Work instructions » Print the data below exactly, but only the lines from the one containing "Query: white and black volleyball" down to the one containing "like [(294, 151)].", inclusive.

+-------+

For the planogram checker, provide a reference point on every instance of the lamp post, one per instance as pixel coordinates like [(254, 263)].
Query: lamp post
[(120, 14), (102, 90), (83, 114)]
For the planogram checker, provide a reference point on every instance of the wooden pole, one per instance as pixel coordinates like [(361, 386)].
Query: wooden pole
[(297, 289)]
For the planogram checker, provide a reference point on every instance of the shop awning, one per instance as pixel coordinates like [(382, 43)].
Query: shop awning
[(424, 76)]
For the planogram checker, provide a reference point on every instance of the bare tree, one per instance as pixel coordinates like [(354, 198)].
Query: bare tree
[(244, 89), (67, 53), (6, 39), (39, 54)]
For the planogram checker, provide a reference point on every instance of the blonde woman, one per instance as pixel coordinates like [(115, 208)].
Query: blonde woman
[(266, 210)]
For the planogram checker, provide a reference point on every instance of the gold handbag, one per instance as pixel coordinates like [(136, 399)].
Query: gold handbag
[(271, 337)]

+-------+

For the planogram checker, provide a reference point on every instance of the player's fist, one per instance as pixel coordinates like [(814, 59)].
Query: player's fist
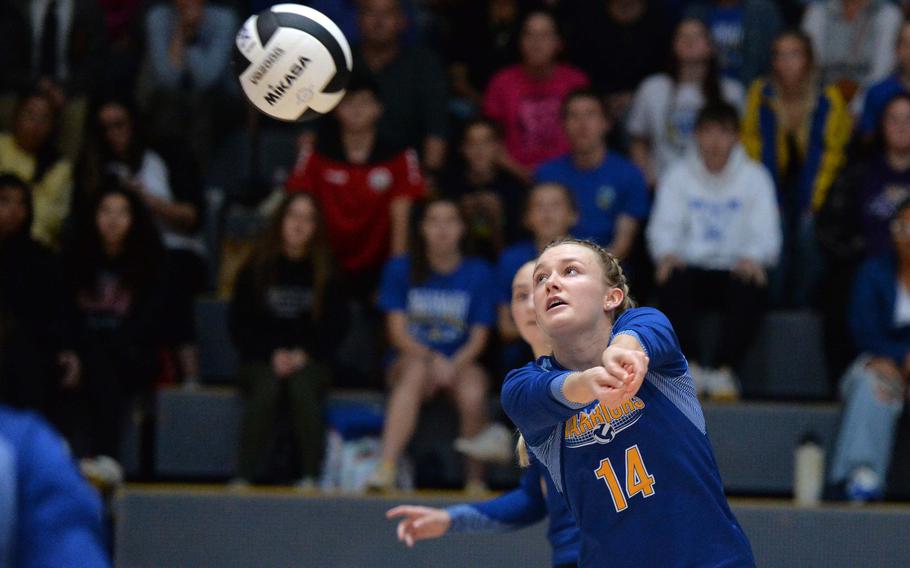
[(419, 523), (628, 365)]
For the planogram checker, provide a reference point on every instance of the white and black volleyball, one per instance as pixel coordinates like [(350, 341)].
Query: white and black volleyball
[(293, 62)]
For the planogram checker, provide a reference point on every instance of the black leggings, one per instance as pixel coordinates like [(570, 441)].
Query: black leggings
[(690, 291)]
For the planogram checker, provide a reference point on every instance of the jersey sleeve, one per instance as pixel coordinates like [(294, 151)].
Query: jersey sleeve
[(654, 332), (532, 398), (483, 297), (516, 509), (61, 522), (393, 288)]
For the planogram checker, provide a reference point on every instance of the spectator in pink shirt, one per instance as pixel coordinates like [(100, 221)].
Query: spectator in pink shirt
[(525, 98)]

+-------+

Solution »
Query: white and black volleyball
[(293, 62)]
For the planogram checker, provide a reference point on every instance of the black leggings, one per instance as pixel coordinates like [(570, 441)].
Query: black leggings
[(690, 291)]
For the planogram checker, provide a reference point on every instance of the jersey sleeve, one per instance as pixel coordinates like [(294, 151)].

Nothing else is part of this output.